**Your instructions**
Reproduce the entire listing below line for line, without altering any character, and omit the pictures from your reproduction.
== == ==
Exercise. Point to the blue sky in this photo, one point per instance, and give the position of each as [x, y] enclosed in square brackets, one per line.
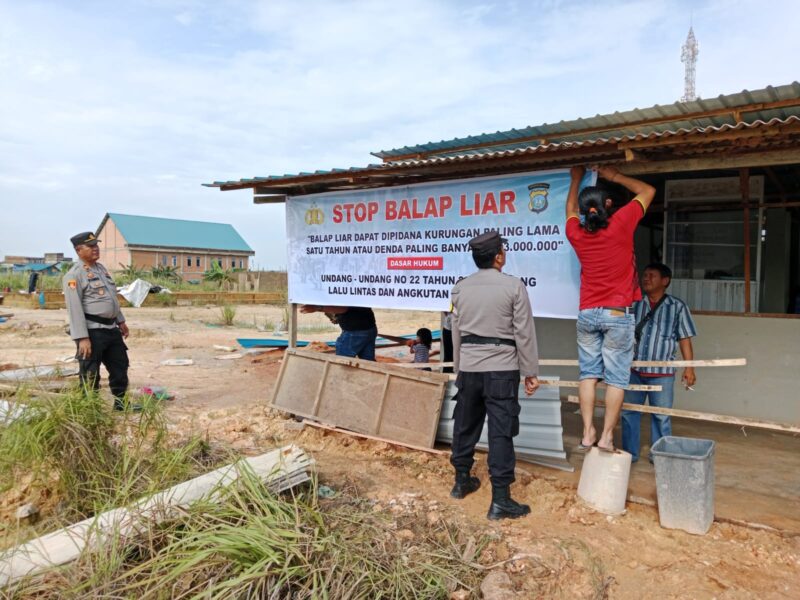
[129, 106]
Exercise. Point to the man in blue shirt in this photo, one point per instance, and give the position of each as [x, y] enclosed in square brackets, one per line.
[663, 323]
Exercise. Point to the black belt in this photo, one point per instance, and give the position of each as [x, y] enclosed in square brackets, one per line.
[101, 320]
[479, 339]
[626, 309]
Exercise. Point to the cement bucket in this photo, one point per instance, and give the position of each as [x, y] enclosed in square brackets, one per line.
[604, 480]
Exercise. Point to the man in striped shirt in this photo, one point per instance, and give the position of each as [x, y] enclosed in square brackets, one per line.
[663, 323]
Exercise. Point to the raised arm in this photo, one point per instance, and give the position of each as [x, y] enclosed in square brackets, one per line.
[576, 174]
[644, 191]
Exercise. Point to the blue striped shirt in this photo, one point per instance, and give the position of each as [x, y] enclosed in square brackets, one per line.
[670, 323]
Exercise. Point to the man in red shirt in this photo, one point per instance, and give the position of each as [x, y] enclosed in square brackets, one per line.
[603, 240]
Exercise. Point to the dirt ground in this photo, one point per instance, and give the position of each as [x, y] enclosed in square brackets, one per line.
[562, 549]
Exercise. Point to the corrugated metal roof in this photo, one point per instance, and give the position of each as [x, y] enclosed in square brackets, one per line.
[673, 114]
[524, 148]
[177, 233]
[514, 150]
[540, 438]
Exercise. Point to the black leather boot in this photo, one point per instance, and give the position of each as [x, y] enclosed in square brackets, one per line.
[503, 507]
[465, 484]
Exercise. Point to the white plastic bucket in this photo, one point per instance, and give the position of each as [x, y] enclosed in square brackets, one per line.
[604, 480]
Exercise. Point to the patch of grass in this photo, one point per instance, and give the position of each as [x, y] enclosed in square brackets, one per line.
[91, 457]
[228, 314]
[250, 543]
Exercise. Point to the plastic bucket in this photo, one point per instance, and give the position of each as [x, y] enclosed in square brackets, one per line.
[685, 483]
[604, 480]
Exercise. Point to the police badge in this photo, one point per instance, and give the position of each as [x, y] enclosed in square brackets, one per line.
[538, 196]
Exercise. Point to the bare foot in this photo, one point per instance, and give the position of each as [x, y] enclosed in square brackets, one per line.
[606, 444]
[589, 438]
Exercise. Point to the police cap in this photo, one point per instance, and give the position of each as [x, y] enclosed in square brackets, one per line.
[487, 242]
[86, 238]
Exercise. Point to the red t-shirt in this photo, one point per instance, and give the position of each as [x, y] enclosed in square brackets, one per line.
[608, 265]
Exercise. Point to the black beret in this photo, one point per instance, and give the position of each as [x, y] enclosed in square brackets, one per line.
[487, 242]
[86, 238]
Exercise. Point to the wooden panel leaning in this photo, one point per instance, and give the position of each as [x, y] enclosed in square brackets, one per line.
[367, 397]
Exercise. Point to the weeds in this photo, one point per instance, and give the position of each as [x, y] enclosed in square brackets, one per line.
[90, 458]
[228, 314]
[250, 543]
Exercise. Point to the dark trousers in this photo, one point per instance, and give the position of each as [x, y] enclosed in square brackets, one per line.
== == ==
**Solved problem**
Exercise. Point to the blue sky in this photo, one point per instance, and give the position of each as [x, y] enclosed in square brackets, one per line.
[129, 106]
Exercise. Point to the man in blue shirt in this photo, one point per instance, and give the position of each as [x, y] enclosed in square brackets, one per line.
[663, 323]
Exercise. Point to the black belt in this photo, one point per instance, and give the position of each as [x, y] enclosed in square brackets, one per line.
[101, 320]
[479, 339]
[626, 309]
Exercise. Point to the cement bucket in this photo, one point per instance, and give the position of each as [x, y] enclosed in square brackets, one per line.
[604, 480]
Exercise. Point to the man in striped shirt in this photo, one point per instance, and give the position of each as [x, y] enclosed in square brackets, one per line.
[663, 323]
Exercise. Point to the raised arm in this photo, one point per instance, and give the position of each as [x, y] enclosed in square brackets, one per line.
[576, 174]
[644, 191]
Exercise. Point to the blue striped shirt in this photo, one point per instance, and give the position of each as [x, y] enclosed in square brackets, one per line.
[670, 323]
Exercise. Point to the man in red shirt in this photo, one point per instance, and give the position of each as [x, y] enclosed in square brackets, one per line.
[603, 240]
Exercise. Point to the dirt ground in this photo, one point per instance, and give the position of each as [x, y] enclosed in square brackets, one per line.
[562, 549]
Exercise. Point to the corrugated metal roof in this photo, one point per instance, and give the position of each as [x, y] enclosed in square brackets, one per line.
[673, 114]
[524, 148]
[177, 233]
[514, 150]
[540, 438]
Exercise. Point to the black leather boot in this photo, one point per instance, and give the position of each as [x, y] enclosed in square brackets, one per line.
[503, 507]
[465, 484]
Exercise. Point to the white plastic bucket in this photo, one point per instance, and give the position of each as [x, y] enclosed in square brackets, one per line.
[604, 480]
Exercise. Point to the patch of grass in this photo, one point per instance, and give the position of each as [x, y] enclosed in square brackets, one per line.
[91, 457]
[228, 314]
[250, 543]
Exercise. Point to the plastic bucket in this photo, one point per instance, and give the position of each as [x, y] enclosed in square brackets, one per line.
[685, 483]
[604, 480]
Exercise. Point to the police badge in this photo, one point per instance, and give the position of each as [x, y] enclosed in square brackets, one per line.
[538, 196]
Exercise. Point to the bare foot in this photo, one point per instance, and give the position of each as [x, y] enclosed in square brackets, one per line.
[606, 444]
[589, 438]
Exercise. Point to the police cap in this photo, one point per instance, and give the position of each as [x, y] enclosed in square brackets, one per line.
[487, 242]
[86, 238]
Exercise. Point to the red t-shirt in this photo, one point per instance, and give the position of each as [x, y] enclosed in square brackets, one per line.
[608, 265]
Exercise. Point to the black beret in this photo, one point per instance, and give the position of each as [x, y] enclosed in square brackets, one per line.
[487, 242]
[86, 238]
Exercise. Point to the wooden panel leaning in this photo, one point per instance, and give the position of each as [x, y] enclosed in square brackets, one per line.
[367, 397]
Exercise. Point to the weeds in this photo, one point per instance, and give the position of each as [x, y] enclosed in square brackets, one per line.
[90, 458]
[228, 314]
[250, 543]
Exercise. Point to the dark trousers in this photo, one point per instance, and give the position of each as [x, y] enclosed in square brackets, one per line.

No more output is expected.